→ **Dataset rows**
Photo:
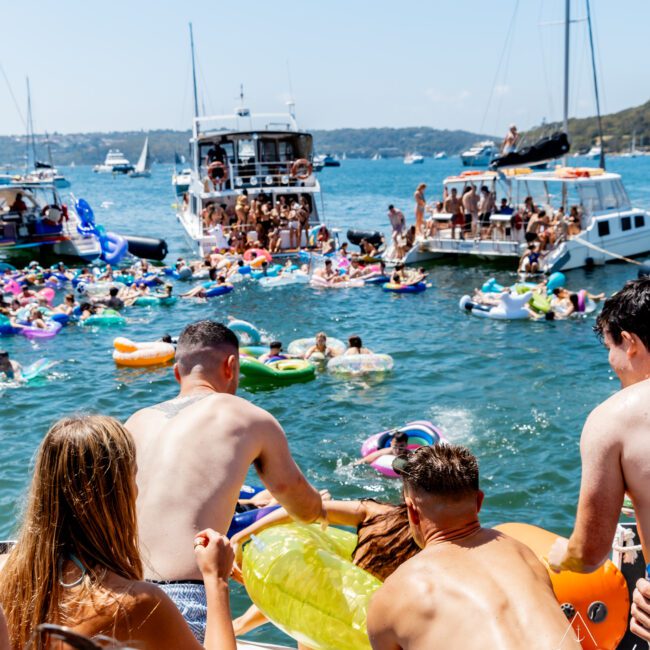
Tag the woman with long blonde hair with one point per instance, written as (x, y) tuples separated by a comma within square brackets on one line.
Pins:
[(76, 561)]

* * *

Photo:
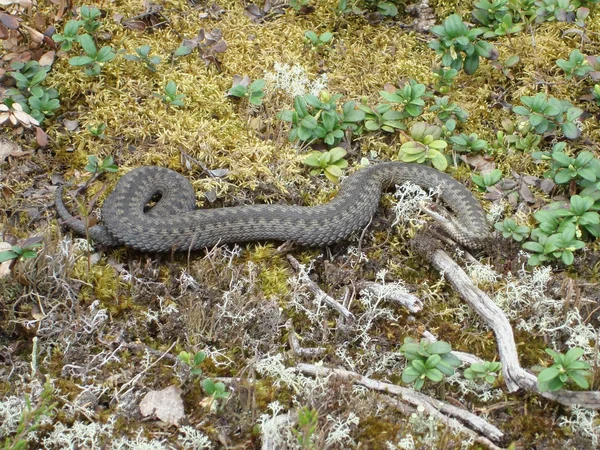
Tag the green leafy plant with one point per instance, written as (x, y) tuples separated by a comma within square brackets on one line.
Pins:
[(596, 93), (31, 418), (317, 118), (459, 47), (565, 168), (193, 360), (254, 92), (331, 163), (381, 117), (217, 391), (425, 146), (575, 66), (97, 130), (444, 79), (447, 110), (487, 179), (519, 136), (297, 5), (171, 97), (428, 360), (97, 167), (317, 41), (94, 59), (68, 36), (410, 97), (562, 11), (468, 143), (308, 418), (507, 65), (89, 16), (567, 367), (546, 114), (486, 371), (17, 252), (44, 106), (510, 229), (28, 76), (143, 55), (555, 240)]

...

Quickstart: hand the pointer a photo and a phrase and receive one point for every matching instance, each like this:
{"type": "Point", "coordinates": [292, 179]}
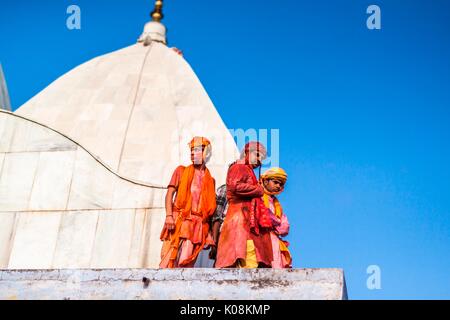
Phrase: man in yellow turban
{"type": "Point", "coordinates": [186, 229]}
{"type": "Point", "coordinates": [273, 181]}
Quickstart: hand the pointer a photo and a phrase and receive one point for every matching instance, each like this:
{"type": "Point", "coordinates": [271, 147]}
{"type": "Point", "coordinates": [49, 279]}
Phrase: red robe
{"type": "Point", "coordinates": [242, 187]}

→ **Required task**
How many lines in the entries above contain the word "separated"? Case counts, so give only the number.

→ **Exercise output**
2